#### [Text excerpt]
Fuel, Vol.153, 143-153, 2015
Investigation of sulfidation and regeneration of a ZnO-adsorbent used in a biomass tar removal process based on catalytic steam reforming
In the field of allothermal biomass gasification with steam in a fluidized bed, the removal of tar is the critical step in the process chain. In the approach presented in this work, in a catalytic steam reforming process the tar species are converted to permanent gas components by means of a Ni-catalyst at 500 degrees C. The issue with catalysts based on nickel is that these are poisoned by sulfur components in the synthesis gas. This leads to an increased catalyst deactivation and consequently to elevated operating costs of the facility. The main sulfur species in the synthesis gas of an allothermal steam gasifier is hydrogen sulfide (H2S). In order to reduce the sulfur-related deactivation of the Ni-catalyst, zinc oxide (ZnO) can be used as an upstream adsorbent to remove the main sulfur compound H2S. The aim of this work is to investigate the loading process and the regenerability of a commercial ZnO-adsorbent under realistic conditions. The sulfidation of the ZnO was done with a real synthesis gas produced from wood pellets with a steam blown laboratory gasifier. In order to examine the sulfidation process in the packed bed, the permanent gas composition and the H2S-concentration of the synthesis gas were measured at five sampling points in the reactor and at the reactor outlet. The adsorbent was operated at a constant temperature of 300 degrees C. As a second focus, the regeneration of the used zinc oxide was examined. Regeneration cycles were carried out with mixtures of air, nitrogen and steam in different compositions at elevated temperatures between 650 degrees C and 800 degrees C. The sulfided and regenerated adsorbents were analyzed with a scanning electron microscope (SEM) in combination with energy-dispersive X-ray spectroscopy (EDXS). The sulfidation tests showed the development of the sulfidation process in the packed bed during the experiment. In contrast to the related literature, the ZnO-adsorbent used here turned out to be unsuitable for regeneration under the tested conditions. The used adsorbent was a commercially available product and mainly consisted of ZnO. The SEM-EDXS examination showed that the sulfur was still bonded on the adsorbent after different regeneration experiments. (C) 2015 Elsevier Ltd. All rights reserved.

#### [Direction A]
Can you gather every line of the records that contains the string "Query" and copy each one? Case counts.

#### [Supplied records]
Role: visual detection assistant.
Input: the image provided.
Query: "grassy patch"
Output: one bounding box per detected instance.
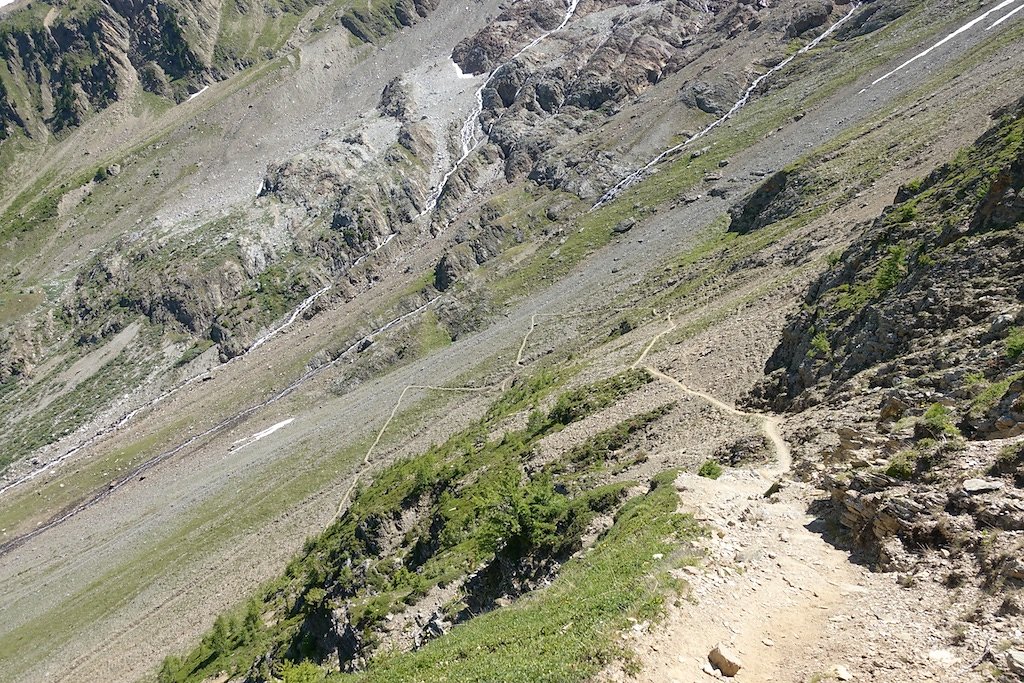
[151,372,663,681]
[331,472,699,683]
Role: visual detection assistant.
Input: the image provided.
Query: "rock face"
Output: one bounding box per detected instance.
[0,0,437,140]
[453,1,720,197]
[0,0,211,137]
[745,94,1024,421]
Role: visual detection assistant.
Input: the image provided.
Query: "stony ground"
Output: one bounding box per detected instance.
[6,2,1022,683]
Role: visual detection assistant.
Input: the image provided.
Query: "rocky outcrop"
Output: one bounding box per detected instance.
[261,75,434,274]
[0,0,211,134]
[749,96,1024,417]
[729,170,806,234]
[339,0,438,43]
[825,470,1024,582]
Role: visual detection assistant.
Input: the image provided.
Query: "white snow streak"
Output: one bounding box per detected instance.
[228,418,295,451]
[860,0,1020,93]
[417,0,580,217]
[591,0,860,211]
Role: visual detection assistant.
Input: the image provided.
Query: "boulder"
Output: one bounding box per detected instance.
[964,479,1002,495]
[708,643,743,678]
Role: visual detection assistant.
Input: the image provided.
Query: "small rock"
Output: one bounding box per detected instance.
[1007,650,1024,676]
[708,643,743,678]
[611,218,637,234]
[964,479,1002,495]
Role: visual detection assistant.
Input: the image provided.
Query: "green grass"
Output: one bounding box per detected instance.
[0,382,471,672]
[330,472,700,683]
[968,373,1024,420]
[151,372,663,681]
[0,350,151,471]
[697,460,724,479]
[1005,327,1024,360]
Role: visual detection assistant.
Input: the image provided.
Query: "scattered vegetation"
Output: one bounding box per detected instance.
[919,403,961,439]
[155,371,684,683]
[697,460,724,479]
[1006,327,1024,360]
[811,331,831,358]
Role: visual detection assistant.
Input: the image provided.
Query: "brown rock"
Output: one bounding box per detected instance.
[708,643,743,678]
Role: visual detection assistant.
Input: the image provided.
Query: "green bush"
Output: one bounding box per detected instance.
[922,403,961,438]
[886,451,916,481]
[697,460,722,479]
[811,332,831,358]
[281,661,326,683]
[1006,327,1024,360]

#### [Direction B]
Answer these questions on the abstract about the ZnO-adsorbent:
(i) At what temperature does the Ni-catalyst convert the tar species?
(ii) What is the main sulfur species in the synthesis gas of an allothermal steam gasifier?
(iii) Between which temperatures were the regeneration cycles carried out?

#### [Task answer A]
Query: "grassy patch"
Query: "rock face"
Query: "stony ground"
Query: "rocky outcrop"
Query: "white snow streak"
Query: "boulder"
Query: "small rock"
Query: "green grass"
Query: "scattered vegetation"
Query: "brown rock"
Query: "green bush"

#### [Task answer B]
(i) 500 degrees C
(ii) Hydrogen sulfide (H2S)
(iii) Between 650 degrees C and 800 degrees C